[Raw records]
↓
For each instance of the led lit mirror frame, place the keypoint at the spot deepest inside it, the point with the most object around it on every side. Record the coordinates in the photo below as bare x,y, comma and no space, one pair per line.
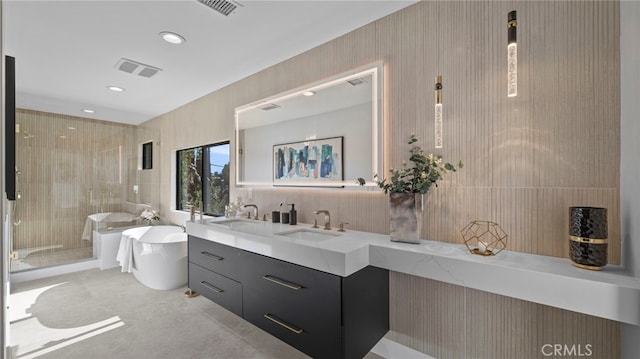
332,111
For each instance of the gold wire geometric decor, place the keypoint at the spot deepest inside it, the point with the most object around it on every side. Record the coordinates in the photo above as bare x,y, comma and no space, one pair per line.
484,238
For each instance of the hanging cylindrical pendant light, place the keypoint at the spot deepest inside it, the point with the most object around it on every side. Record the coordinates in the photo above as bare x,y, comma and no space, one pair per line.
438,112
512,55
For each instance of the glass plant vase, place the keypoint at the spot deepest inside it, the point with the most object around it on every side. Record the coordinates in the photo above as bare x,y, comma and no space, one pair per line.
405,217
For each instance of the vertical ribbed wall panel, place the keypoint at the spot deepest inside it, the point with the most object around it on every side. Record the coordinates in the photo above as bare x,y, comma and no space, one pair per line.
527,159
64,159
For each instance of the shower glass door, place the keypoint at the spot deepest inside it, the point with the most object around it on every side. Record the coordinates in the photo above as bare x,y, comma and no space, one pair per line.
70,175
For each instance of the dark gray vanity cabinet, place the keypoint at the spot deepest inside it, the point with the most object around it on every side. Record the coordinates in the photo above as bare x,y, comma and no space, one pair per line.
321,314
213,272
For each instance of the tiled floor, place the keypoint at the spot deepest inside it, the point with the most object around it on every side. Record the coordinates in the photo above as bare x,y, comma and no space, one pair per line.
108,314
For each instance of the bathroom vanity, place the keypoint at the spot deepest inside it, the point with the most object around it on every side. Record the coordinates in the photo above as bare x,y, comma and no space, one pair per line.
322,314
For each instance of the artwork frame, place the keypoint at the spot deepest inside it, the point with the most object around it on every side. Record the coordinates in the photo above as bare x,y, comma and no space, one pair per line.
313,162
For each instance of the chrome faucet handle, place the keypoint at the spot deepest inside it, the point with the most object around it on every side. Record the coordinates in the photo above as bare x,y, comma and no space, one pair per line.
249,214
327,218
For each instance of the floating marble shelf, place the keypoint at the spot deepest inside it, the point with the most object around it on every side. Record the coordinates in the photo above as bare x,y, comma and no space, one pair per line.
611,293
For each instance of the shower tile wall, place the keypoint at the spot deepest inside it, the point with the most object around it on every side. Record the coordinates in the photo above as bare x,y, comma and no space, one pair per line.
70,168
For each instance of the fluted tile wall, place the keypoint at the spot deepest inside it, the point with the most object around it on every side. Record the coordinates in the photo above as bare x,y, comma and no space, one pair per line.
65,158
527,159
447,321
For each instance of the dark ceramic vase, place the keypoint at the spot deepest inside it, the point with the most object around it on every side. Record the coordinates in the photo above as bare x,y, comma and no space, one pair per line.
588,237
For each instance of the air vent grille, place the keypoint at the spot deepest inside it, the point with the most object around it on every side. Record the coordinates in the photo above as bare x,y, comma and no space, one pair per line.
136,68
222,6
269,107
357,81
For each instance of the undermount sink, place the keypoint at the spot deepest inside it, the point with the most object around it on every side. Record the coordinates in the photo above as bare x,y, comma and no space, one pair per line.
307,234
237,224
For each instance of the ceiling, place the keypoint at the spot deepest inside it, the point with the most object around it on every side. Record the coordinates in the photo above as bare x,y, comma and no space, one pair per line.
66,51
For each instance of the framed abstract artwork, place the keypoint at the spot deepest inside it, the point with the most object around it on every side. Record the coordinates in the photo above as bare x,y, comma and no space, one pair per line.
316,162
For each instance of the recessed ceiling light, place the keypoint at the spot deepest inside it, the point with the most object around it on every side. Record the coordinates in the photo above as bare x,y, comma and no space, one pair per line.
115,88
172,37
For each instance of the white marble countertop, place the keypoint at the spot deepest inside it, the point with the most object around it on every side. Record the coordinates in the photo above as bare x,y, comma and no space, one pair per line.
611,293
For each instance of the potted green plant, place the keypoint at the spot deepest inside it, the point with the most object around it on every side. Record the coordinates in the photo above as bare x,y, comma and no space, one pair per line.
407,186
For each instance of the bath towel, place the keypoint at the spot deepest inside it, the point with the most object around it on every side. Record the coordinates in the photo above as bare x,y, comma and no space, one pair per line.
125,251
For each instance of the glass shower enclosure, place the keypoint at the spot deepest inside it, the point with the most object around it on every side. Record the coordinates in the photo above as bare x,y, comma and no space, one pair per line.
74,175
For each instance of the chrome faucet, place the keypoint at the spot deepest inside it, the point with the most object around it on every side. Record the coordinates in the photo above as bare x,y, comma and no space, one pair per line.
327,218
249,214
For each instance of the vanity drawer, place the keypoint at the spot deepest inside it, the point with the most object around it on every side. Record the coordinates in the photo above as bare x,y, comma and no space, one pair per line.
220,289
290,283
316,331
214,256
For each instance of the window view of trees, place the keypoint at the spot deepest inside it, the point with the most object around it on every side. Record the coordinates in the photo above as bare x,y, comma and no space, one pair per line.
203,175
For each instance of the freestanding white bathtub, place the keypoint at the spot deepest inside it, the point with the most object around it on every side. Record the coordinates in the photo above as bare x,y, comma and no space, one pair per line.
159,255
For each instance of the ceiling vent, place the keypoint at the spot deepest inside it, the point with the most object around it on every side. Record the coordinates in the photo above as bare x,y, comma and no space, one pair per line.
357,81
136,68
269,107
225,7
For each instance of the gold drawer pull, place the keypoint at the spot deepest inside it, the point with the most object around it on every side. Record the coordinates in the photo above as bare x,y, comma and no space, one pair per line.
283,324
282,282
213,256
212,287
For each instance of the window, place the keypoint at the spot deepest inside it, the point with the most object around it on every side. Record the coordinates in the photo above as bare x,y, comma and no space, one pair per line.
203,175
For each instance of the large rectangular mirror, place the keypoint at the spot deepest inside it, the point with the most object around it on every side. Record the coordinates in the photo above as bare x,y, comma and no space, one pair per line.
323,135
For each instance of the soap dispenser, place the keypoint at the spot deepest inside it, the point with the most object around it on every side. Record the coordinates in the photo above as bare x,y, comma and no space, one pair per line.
293,214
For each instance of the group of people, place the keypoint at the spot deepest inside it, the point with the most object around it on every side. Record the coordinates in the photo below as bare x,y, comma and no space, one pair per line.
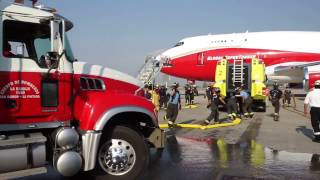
157,94
237,103
190,92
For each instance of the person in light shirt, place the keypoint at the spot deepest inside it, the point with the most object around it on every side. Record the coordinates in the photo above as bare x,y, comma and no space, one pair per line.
313,101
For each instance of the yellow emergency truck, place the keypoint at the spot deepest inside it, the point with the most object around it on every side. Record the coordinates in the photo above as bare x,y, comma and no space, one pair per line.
250,74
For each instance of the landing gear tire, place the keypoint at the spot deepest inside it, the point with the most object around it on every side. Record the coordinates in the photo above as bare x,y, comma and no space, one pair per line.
124,155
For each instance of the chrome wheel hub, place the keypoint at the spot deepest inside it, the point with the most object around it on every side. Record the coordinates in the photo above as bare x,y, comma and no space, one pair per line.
117,157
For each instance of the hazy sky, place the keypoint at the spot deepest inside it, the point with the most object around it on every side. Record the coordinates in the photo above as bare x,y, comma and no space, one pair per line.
120,33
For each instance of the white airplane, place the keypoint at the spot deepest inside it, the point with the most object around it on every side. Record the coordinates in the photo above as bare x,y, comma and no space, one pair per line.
289,56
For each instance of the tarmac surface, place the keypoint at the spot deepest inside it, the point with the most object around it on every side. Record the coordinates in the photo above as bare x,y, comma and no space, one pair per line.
258,148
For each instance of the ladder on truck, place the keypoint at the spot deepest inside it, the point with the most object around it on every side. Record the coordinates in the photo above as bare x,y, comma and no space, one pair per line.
238,76
149,70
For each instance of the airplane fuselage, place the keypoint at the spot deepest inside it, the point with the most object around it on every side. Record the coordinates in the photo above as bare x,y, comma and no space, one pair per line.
195,58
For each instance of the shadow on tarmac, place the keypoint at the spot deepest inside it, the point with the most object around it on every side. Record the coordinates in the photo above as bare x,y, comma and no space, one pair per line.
305,131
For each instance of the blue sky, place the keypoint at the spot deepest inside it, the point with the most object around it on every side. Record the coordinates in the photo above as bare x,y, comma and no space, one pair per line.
120,33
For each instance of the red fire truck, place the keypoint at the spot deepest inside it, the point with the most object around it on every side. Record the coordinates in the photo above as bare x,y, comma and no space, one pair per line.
57,111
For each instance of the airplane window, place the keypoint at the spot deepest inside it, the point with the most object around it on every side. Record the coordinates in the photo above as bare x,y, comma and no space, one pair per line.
179,44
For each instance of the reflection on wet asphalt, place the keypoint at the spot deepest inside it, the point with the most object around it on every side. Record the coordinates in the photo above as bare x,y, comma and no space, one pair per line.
186,158
205,158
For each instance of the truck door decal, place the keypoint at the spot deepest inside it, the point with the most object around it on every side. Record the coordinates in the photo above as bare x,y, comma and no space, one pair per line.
19,89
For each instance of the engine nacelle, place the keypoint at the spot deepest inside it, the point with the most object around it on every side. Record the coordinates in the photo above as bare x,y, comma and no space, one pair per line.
310,76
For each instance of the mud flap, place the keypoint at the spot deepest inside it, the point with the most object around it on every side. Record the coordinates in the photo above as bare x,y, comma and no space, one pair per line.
157,138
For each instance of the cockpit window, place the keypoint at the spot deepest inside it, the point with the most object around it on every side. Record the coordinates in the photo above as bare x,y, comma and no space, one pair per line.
179,44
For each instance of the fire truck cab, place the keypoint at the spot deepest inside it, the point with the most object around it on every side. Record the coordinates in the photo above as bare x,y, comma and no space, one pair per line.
57,111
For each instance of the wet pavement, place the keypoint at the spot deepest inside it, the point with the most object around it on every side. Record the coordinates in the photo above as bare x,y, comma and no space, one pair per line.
207,158
187,158
258,148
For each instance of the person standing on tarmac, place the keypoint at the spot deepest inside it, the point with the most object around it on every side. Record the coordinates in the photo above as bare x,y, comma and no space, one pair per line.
275,96
287,97
214,104
246,103
163,97
232,106
313,101
174,105
209,93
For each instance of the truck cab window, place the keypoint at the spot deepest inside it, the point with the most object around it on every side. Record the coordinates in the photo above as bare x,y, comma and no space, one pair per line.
26,40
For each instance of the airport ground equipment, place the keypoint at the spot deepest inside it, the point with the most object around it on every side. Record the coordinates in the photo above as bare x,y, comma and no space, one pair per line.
249,73
56,111
203,127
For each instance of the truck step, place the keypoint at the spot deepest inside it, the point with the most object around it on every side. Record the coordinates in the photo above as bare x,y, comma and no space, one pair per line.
23,173
19,139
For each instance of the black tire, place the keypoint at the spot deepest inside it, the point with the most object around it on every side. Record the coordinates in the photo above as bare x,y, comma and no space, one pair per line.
264,107
137,142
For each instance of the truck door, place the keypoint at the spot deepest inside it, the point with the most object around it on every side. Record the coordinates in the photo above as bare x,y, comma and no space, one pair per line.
29,93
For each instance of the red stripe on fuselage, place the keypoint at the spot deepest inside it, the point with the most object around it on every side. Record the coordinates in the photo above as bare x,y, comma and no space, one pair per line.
187,66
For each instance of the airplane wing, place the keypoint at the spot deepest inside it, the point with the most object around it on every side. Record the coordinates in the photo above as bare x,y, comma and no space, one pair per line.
292,73
283,69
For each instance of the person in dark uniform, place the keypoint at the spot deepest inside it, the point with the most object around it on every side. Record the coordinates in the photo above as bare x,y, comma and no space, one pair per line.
192,93
275,96
287,97
187,94
163,97
213,105
174,105
209,93
247,103
232,106
239,101
7,49
313,101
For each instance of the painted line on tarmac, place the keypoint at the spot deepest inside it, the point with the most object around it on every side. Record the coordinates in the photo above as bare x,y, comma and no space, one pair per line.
199,126
190,107
296,111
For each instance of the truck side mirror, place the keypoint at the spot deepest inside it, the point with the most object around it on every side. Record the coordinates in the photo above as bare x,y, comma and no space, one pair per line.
51,60
20,50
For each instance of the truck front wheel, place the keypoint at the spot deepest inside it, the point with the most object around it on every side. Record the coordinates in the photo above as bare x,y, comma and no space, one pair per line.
124,155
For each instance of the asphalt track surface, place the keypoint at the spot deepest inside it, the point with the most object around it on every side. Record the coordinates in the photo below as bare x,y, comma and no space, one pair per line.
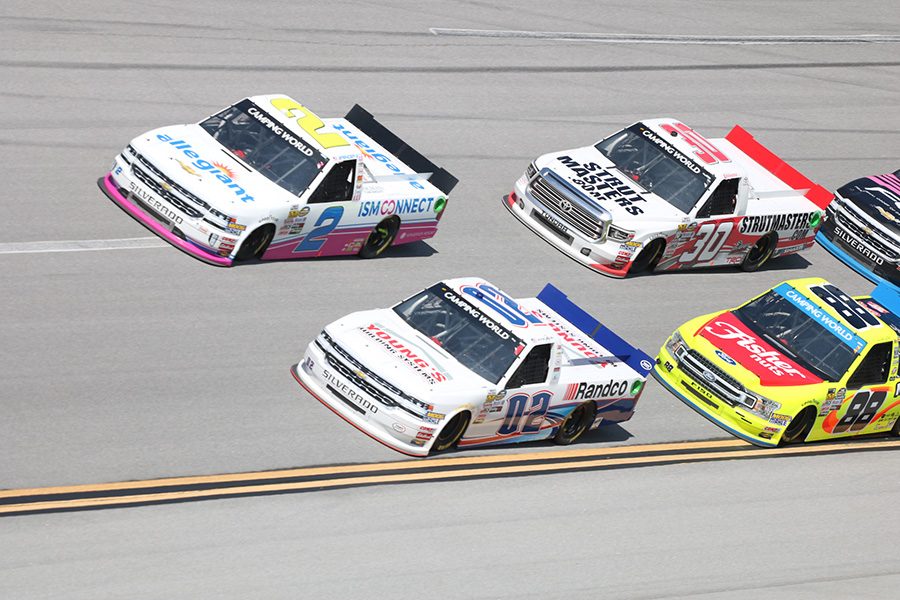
139,362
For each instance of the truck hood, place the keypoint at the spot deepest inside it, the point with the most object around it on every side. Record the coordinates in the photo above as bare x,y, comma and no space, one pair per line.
596,177
384,343
190,157
877,196
739,352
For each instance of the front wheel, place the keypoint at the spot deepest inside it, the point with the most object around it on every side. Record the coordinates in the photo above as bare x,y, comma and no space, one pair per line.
256,243
648,257
760,253
451,433
578,421
799,427
381,238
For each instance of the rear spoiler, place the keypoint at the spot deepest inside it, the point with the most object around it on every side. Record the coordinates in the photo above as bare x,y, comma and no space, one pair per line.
771,162
887,296
405,153
577,316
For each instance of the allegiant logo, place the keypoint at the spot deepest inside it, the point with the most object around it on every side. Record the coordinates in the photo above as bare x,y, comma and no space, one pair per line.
206,166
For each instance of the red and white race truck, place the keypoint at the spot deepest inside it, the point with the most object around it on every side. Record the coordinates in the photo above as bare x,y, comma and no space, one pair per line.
658,196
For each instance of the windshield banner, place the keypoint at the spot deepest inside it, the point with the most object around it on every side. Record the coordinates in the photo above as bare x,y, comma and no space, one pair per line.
819,315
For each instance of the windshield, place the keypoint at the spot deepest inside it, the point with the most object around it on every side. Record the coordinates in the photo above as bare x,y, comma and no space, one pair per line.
803,331
656,166
461,330
266,145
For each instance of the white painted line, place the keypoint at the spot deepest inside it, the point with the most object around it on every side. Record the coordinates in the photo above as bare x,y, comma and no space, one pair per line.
624,38
81,245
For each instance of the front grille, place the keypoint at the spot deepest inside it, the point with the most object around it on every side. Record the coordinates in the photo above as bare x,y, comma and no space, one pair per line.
723,386
550,225
577,215
352,373
163,193
346,400
166,188
861,227
168,180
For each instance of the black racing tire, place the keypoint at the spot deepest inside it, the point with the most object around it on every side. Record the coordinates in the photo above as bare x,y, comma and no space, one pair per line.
451,433
381,238
256,243
578,421
648,257
799,427
760,253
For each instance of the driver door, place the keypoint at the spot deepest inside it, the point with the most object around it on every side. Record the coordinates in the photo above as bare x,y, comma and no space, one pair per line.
714,224
524,401
868,393
330,205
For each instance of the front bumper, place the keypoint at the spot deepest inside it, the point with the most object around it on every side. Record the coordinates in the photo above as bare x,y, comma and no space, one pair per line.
609,258
865,267
735,421
391,426
117,192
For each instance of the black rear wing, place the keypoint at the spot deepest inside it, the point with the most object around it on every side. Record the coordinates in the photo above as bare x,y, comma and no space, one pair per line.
438,177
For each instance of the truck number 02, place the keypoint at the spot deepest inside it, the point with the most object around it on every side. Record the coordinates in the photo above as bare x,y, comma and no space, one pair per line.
525,413
710,239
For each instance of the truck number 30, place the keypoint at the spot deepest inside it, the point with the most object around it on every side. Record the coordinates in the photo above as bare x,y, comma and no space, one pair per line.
710,238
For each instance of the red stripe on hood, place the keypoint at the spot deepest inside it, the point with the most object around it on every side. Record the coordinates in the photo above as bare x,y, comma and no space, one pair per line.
753,353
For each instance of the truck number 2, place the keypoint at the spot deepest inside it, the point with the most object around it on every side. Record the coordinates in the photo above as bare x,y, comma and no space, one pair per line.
326,222
710,239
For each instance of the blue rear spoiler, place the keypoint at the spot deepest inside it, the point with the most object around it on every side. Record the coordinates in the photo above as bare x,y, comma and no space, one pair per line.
888,296
577,316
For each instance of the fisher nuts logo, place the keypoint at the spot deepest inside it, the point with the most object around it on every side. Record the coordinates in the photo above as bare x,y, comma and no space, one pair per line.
725,357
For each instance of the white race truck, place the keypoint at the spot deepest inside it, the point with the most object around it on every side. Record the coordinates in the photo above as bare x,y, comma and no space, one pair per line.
659,196
463,363
267,178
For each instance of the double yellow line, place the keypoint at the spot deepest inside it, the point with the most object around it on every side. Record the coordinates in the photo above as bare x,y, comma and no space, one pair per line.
179,489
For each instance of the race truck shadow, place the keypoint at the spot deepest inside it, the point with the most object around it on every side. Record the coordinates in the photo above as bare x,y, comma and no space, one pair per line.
605,434
411,250
784,263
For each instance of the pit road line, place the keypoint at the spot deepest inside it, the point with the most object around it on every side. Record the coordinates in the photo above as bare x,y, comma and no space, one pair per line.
621,38
81,245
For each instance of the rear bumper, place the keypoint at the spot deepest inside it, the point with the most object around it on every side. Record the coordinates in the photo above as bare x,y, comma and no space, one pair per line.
850,260
107,185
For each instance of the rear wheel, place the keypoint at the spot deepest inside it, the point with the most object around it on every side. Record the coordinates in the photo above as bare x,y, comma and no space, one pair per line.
799,427
576,424
256,243
381,238
452,432
648,257
760,253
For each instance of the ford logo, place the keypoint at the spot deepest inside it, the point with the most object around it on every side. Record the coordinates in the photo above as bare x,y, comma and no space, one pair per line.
725,357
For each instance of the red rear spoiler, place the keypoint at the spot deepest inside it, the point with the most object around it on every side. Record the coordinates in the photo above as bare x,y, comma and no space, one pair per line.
768,160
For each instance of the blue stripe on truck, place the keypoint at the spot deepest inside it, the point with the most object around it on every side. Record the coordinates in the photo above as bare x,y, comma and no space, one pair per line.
603,335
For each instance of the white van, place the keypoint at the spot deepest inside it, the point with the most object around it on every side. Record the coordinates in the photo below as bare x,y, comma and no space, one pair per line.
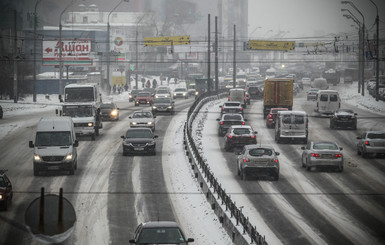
238,94
291,125
327,101
55,145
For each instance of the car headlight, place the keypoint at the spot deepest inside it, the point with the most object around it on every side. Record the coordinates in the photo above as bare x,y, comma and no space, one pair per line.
69,157
114,112
36,158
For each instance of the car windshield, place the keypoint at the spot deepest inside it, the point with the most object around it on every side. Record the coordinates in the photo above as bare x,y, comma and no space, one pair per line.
325,146
139,134
239,131
232,117
376,136
162,100
260,152
161,236
143,114
53,139
107,106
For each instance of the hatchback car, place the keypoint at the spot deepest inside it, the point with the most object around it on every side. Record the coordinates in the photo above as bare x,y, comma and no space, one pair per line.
228,120
258,160
312,93
270,118
142,119
139,140
239,136
163,105
6,192
160,232
109,111
323,154
143,98
180,93
371,143
231,107
343,118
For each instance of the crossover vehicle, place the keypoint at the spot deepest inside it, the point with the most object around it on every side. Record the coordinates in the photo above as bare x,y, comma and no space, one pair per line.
139,141
343,118
258,160
239,136
6,192
228,120
371,143
323,154
142,119
109,111
163,105
160,232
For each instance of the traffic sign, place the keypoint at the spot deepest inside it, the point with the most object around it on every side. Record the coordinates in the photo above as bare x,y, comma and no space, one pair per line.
271,45
167,41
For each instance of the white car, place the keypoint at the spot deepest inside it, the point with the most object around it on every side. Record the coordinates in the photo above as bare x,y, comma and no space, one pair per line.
142,119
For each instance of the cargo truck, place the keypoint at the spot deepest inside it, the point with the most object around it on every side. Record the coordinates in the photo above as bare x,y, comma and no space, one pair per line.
278,92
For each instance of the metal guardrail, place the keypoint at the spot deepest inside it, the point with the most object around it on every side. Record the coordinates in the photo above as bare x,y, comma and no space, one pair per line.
224,207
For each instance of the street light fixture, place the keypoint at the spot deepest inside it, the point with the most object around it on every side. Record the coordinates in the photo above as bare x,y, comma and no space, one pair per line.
363,48
108,45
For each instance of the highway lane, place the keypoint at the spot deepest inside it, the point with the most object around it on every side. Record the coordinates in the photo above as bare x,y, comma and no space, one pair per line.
317,207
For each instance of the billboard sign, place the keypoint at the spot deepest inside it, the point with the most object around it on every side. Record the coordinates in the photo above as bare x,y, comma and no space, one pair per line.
271,45
75,52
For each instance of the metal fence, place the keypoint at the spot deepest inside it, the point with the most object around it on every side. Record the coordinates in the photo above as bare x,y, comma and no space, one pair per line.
214,191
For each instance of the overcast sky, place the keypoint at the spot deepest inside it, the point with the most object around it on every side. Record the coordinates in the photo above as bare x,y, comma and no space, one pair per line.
309,18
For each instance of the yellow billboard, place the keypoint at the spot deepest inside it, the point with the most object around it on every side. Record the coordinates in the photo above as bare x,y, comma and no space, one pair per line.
271,45
167,41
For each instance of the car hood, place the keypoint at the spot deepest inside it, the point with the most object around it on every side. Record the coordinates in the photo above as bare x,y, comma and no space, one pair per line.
53,150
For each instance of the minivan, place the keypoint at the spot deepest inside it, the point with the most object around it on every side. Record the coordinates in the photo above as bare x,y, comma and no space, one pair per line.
55,145
327,101
291,125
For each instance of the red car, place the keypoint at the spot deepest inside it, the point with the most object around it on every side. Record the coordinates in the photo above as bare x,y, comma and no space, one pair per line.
270,119
143,98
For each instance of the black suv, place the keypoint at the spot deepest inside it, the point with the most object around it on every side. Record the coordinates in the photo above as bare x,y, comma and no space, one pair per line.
139,140
6,192
343,118
161,105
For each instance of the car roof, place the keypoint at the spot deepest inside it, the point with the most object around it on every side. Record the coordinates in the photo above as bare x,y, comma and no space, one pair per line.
156,224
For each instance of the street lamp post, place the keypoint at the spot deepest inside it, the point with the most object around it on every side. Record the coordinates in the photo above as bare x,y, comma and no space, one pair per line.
363,47
108,46
377,50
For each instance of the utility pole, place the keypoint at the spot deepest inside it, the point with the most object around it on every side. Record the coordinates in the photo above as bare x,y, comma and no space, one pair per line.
216,54
234,59
208,57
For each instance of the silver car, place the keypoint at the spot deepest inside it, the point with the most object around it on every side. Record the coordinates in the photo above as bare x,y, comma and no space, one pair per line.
371,143
142,119
258,159
322,154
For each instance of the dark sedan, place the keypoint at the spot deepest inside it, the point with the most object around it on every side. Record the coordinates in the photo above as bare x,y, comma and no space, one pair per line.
343,118
228,120
239,136
109,111
139,140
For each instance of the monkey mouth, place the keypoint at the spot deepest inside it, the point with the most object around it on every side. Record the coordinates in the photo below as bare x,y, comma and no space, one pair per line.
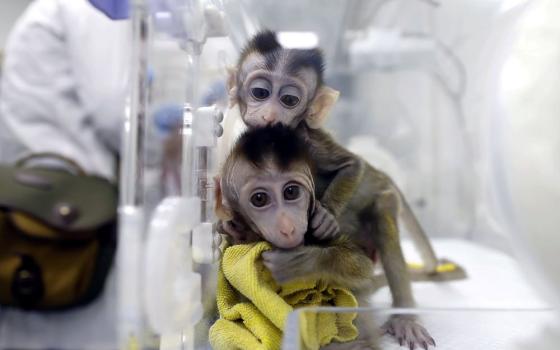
↑
§ Problem details: Set down the line containing "For each instance of the dark sedan, place", then every later line through the end of the material, exactly as written; omit any picture.

§ The reply:
For each instance of the dark sedan, place the keypoint at the spot deepest inside it, the point with the most object around it on every side. Record the coordinates in the photo above as bare x,y, comma and no space, one pair per line.
343,118
228,120
239,136
109,111
139,140
For each instance of the monkey mouth, place the keypoint at the spot deepest inside it, the point with the most object around it on every side. Record the coordinates in the photo below as bare x,y, comma and no space, one pair per line.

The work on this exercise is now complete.